**Exercise**
Reproduce word for word the part of the records that opens with the line containing "Practice step: pick out every instance of the corrugated" and closes with the line containing "[(536, 35), (407, 57), (555, 59), (88, 97), (594, 112)]", including both of those lines.

**Records to use**
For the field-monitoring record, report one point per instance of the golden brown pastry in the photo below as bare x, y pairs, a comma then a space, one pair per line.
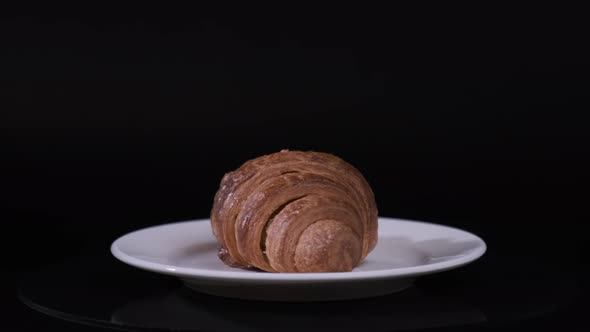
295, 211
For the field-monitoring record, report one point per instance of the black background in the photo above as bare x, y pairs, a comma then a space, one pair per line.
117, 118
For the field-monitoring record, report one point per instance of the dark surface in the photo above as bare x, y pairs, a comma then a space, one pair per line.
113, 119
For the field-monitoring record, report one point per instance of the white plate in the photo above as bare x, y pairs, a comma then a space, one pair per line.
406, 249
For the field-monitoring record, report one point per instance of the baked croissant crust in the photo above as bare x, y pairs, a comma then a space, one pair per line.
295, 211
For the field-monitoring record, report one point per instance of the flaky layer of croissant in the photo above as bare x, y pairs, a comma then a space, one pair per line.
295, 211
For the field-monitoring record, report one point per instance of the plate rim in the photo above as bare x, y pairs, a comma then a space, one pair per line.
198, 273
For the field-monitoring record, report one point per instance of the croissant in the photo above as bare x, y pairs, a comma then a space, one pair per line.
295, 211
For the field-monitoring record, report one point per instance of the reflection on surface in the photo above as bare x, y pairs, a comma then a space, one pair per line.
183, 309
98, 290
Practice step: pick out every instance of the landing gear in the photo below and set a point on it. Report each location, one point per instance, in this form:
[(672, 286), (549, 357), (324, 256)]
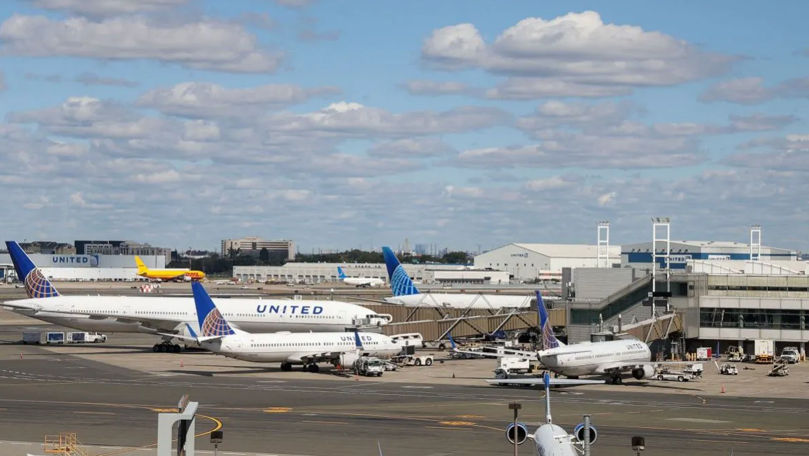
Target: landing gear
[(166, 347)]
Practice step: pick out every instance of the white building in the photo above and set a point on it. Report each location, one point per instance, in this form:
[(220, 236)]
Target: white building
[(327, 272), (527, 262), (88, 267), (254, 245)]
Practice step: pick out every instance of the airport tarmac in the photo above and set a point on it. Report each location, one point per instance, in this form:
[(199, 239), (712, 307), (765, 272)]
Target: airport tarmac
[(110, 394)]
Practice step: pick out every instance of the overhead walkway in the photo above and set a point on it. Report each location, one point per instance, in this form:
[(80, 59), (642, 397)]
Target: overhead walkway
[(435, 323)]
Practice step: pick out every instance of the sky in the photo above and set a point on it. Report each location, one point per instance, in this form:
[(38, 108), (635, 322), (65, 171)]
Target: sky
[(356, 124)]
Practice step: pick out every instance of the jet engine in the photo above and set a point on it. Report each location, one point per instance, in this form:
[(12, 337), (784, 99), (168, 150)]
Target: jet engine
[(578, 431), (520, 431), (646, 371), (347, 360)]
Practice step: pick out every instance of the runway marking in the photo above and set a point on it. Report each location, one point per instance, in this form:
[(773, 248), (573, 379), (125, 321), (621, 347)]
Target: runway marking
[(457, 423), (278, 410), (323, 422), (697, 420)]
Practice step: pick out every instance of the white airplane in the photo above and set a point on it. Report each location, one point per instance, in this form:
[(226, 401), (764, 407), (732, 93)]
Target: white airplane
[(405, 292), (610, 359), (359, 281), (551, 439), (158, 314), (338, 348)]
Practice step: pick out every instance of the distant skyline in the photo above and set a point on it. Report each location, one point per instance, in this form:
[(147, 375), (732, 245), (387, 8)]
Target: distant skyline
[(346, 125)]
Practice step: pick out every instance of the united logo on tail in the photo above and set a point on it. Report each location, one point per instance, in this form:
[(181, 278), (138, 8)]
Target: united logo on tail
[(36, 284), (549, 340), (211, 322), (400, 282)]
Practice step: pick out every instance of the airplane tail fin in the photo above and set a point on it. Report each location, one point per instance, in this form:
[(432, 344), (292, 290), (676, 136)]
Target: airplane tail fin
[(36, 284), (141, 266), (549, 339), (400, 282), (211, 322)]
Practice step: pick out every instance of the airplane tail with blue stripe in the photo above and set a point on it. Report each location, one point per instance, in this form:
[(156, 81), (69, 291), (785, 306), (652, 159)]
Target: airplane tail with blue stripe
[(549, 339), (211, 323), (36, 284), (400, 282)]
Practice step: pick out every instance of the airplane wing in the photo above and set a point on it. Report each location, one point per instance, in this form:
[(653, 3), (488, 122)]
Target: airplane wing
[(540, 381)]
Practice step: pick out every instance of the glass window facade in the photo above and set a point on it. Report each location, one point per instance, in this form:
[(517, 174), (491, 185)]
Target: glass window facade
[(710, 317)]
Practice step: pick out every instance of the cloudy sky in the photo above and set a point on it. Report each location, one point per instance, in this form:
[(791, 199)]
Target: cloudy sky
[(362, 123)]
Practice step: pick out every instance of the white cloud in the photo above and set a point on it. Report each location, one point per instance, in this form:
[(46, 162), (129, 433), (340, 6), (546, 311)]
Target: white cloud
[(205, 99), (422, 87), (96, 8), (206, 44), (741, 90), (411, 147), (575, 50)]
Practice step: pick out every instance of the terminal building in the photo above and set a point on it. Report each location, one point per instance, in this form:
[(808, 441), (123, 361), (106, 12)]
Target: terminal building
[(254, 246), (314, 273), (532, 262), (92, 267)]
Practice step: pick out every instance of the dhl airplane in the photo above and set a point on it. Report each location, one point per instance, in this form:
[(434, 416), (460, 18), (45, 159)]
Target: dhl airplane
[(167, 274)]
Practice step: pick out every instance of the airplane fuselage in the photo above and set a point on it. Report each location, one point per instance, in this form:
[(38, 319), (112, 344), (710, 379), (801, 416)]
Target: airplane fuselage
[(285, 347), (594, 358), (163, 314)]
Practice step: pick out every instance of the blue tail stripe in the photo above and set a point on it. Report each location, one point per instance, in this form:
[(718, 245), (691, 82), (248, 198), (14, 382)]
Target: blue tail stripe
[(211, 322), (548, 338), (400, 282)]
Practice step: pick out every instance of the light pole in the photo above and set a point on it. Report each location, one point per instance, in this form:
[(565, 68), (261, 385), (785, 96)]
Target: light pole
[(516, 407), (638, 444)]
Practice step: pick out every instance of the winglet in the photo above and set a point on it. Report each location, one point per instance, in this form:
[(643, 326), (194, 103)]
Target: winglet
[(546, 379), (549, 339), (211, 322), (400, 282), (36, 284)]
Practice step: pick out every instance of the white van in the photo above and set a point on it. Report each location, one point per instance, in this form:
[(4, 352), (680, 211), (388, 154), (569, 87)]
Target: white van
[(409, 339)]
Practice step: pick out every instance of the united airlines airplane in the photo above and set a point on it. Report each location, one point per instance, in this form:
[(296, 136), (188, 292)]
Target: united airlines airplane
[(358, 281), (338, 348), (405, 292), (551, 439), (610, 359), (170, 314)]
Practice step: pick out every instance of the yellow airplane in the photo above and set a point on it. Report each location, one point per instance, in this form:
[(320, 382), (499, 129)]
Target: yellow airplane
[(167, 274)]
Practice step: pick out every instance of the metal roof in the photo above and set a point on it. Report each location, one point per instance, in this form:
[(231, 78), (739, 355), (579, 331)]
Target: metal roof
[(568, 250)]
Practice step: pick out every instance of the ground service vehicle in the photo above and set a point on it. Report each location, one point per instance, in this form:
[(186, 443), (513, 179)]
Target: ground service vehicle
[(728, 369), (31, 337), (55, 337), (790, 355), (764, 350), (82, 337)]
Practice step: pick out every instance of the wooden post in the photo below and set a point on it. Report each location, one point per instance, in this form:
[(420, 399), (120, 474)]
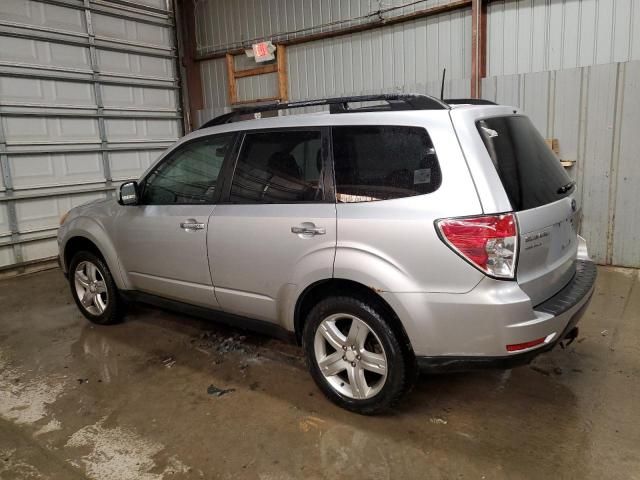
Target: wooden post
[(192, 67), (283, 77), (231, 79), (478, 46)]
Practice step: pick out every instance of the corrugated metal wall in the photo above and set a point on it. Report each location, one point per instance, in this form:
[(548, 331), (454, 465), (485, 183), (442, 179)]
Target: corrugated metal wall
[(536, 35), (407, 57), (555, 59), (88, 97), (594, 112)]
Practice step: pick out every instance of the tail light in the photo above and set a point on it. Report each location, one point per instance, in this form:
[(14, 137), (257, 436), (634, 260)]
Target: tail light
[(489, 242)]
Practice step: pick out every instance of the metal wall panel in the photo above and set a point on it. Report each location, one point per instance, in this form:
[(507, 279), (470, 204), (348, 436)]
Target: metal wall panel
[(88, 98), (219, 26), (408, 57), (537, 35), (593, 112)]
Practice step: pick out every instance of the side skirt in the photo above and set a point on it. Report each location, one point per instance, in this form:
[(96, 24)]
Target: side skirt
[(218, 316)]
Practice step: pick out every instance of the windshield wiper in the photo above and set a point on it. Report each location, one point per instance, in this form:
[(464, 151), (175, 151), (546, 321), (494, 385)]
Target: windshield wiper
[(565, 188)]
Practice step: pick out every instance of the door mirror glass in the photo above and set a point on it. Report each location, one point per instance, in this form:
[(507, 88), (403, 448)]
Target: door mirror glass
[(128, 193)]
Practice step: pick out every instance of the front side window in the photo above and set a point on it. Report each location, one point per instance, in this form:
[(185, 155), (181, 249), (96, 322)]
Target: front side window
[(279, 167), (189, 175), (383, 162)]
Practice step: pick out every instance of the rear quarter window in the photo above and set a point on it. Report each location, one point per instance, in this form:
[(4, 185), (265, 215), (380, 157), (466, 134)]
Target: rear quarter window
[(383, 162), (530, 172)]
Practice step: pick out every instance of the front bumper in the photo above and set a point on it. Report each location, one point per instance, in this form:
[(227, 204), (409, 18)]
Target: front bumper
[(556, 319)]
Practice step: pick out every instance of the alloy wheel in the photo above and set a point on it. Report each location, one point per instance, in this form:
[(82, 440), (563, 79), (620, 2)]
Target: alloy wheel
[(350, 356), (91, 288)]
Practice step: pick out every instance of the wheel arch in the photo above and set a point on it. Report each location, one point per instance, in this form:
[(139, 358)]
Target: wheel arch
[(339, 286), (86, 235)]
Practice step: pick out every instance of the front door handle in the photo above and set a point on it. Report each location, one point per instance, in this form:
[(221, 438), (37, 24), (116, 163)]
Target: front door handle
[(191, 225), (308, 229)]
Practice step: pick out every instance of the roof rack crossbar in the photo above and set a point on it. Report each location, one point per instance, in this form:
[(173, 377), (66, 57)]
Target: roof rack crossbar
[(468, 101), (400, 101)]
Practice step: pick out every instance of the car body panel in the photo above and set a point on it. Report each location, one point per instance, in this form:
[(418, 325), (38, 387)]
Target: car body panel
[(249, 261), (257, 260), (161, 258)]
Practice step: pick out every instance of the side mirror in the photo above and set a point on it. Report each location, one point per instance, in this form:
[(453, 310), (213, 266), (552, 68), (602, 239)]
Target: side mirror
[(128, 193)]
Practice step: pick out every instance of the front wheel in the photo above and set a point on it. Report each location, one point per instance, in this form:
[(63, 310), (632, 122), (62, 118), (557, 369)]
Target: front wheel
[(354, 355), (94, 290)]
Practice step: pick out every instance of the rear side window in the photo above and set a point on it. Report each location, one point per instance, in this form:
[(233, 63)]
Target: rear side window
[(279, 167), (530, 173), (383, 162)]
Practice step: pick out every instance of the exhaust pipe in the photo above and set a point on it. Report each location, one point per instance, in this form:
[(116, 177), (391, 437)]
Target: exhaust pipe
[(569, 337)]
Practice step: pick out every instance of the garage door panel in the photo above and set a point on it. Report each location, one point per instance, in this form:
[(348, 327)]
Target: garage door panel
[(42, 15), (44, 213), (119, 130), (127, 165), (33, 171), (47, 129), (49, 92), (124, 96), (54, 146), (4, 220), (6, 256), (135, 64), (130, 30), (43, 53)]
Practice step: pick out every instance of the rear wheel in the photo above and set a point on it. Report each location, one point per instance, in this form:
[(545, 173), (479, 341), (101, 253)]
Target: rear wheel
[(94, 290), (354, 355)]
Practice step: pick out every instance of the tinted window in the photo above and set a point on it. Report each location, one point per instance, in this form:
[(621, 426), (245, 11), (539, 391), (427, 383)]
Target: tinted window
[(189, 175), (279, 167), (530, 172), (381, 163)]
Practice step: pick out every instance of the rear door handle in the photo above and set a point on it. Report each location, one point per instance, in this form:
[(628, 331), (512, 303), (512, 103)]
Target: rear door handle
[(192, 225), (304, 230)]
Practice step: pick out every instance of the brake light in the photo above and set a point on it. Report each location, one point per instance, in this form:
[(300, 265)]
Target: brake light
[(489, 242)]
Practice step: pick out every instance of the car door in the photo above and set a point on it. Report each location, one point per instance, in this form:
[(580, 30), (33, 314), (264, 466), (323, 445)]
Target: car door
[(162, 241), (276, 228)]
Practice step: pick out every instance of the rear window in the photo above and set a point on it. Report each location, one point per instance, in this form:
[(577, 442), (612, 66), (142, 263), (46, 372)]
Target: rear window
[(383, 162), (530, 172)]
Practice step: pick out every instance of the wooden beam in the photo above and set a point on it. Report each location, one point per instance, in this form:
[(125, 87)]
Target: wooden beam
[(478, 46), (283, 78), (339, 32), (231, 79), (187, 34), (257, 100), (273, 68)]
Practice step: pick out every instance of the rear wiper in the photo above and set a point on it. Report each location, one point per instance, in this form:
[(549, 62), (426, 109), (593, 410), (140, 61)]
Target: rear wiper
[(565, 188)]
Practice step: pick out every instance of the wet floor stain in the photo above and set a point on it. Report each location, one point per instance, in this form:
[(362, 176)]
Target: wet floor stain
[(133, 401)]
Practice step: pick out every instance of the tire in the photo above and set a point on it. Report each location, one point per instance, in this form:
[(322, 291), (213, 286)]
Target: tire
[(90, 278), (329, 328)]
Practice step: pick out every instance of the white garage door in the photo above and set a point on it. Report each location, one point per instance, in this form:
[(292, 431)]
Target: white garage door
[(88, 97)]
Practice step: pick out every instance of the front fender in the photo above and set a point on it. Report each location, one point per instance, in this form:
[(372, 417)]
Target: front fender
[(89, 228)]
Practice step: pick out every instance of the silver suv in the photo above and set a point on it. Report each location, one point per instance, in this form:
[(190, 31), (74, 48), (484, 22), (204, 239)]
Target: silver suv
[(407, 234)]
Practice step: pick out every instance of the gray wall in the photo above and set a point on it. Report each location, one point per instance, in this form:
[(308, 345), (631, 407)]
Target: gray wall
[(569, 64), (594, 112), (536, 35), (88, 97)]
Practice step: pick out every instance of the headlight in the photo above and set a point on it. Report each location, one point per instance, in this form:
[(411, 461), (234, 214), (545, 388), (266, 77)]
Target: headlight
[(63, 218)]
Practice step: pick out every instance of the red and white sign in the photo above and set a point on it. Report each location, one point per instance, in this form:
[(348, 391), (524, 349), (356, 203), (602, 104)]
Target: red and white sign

**In response**
Practice step: pick out every instance of the corrugated metal wall in the photo above and set a point on it. Report each location, one point per instance, in this form:
[(548, 331), (454, 465), (485, 183), (442, 179)]
Target: corrugated metal wall
[(536, 35), (407, 57), (555, 59), (88, 97), (594, 112)]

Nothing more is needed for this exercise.